Suara.com - Partai Buruh menentang DPR RI yang bakal memanggil Menteri Koordinator Bidang Politik, Hukum, dan Kemanan (Menko Polhukam) Mahfud MD pada Rabu (29/3/2023) besok. Pemanggilan ini untuk klarifikasi terkait pernyataan Mahfud yang mengungkapkan transaksi janggal sebesar Rp349 triliun yang melibatkan pegawai Kementerian Keuangan.
Presiden Partai Buruh Said Iqbal mengatakan lebih baik DPR menuntaskan perkara di Direktorat Jenderal Pajak Kementerian Keuangan (Ditjen Pajak Kemenkeu), alih-alih mencecar Mahfud MD.
Said mengatakan pihaknya sudah menggelar aksi unjuk rasa di depan kantor Ditjen Pajak yang meminta melakukan audit forensik hingga mencopot Dirjen Pajak. Dalam audit forensik tersebut, lanjut dia, DPR bisa membentuk Panitia Kerja (Panja) atau Panitia Khusus (Pansus) bersama Badan Pemeriksa Keuangan (BPK).
“Kenapa DPR-nya tidak membentuk Panja atau Pansus bersama BPK untuk melakukan audit forensik (Ditjen Pajak), malah mempersoalkan Bapak Mahfud?” kata Said Iqbal dalam konferensi pers secara virtual, Selasa (28/3/2023).
Baca Juga: Saling Menantang, Panas Dingin DPR Vs Mahfud MD Soal Isu Transaksi Rp300 T di Kemenkeu
“Seharusnya panja atau pansus dibentuk tentang pajak, audit forensik baru Pak Mahfud dipangil sebagai saksi,” lanjut dia.
Lebih lanjut, Said menyatakan tidak memiliki kepentingan apapun terkait dukungannya terhadap Mahfud MD, selain apresiasi karena Mahfud telah mmbongkar dugaan tindak pidana pencucian uang (TPPU) di lingkungan Kementerian Keuangan.
“Partai buruh bersama Bapak Mahfud MD dan ini tidak ada kaitan apa pun. Kami enggak pernah bicara dengan Mahfud MD,” ucap Said Iqbal.
“Cuma sikap Mahfud MD konsisten terhadap menyelamatkan uang negara menghancurkan korupsi dan menghanucrkan Tindak Pidana Pencucian Uang (TPPU),” lanjut dia.
Sebelumnya, Mahfud mengungkapkan bahwa dirinya menerima laporan hasil analisa Pusat Pelaporan dan Analisis Transaksi Keuangan (PPATK) yang mencapai Rp 349 triliun.
Dia menyebut uang itu berkenaan dengan tindak pidana pencucian uang yang berkaitan dengan pegawai Kementerian Keuangan dan pihak lain.
Adapun bentuk-bentuk pencucian uang yang dimaksud ialah kepemilikan saham di sebuah perusahaan, membentuk perusahaan cangkang, penggunaan rekening atas nama orang lain, dan kepemilikan aset atas nama orang lain.

------------------------

## PERINTAH TUGAS:
Berdasarkan cuplikan, jelaskan mengapa Said Iqbal mendukung Mahfud MD dalam satu sampai tiga kalimat. Gunakan cuplikan ini saja sebagai sumber.

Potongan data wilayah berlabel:

------------------------

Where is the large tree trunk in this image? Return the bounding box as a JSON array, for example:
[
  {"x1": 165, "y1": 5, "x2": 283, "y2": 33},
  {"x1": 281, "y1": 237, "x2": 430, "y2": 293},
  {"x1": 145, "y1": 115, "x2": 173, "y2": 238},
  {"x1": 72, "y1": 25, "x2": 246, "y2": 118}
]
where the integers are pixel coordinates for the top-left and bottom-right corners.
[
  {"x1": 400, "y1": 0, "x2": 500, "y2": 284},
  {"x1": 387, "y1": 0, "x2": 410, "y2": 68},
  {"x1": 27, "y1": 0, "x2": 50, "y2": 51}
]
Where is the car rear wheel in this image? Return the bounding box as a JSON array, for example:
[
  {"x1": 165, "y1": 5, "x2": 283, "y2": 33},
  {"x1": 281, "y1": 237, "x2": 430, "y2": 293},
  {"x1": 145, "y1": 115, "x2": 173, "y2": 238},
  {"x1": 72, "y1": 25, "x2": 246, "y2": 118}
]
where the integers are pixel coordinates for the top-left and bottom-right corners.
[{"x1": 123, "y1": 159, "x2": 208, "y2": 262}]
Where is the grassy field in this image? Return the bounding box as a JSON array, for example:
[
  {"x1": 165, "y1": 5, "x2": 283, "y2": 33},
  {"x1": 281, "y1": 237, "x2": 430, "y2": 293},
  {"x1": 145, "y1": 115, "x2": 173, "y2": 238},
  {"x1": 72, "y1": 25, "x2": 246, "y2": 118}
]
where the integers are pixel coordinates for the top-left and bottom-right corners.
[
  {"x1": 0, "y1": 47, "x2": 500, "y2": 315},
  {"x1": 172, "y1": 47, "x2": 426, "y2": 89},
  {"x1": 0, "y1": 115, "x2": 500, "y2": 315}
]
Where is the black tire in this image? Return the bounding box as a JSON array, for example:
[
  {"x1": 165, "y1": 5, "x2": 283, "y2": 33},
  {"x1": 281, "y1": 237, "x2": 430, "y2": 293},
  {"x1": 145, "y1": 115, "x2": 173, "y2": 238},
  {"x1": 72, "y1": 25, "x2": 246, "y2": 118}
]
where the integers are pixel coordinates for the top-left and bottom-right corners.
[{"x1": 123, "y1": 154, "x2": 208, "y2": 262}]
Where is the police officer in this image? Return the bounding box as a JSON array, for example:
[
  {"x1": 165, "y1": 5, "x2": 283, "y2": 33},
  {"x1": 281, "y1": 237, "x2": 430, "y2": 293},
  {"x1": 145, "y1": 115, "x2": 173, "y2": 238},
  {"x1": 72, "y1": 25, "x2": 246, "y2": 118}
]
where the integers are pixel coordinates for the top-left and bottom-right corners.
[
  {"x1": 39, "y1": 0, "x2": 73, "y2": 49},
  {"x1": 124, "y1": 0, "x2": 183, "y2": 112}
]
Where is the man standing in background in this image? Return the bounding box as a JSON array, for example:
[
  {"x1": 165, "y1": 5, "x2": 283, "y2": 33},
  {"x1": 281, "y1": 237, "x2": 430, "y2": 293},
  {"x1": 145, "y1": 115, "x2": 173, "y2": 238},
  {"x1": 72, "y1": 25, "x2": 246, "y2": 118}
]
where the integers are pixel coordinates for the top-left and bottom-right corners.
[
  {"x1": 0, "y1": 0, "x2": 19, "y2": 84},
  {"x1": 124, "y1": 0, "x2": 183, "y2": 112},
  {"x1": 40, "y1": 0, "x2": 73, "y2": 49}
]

------------------------

## HASIL DI BAWAH:
Said Iqbal mendukung Mahfud MD karena mengapresiasi langkah Mahfud membongkar dugaan tindak pidana pencucian uang (TPPU) di lingkungan Kementerian Keuangan. Ia menegaskan dukungan itu tidak dilandasi kepentingan apa pun. Menurutnya, sikap Mahfud konsisten dalam menyelamatkan uang negara serta menghancurkan korupsi dan TPPU.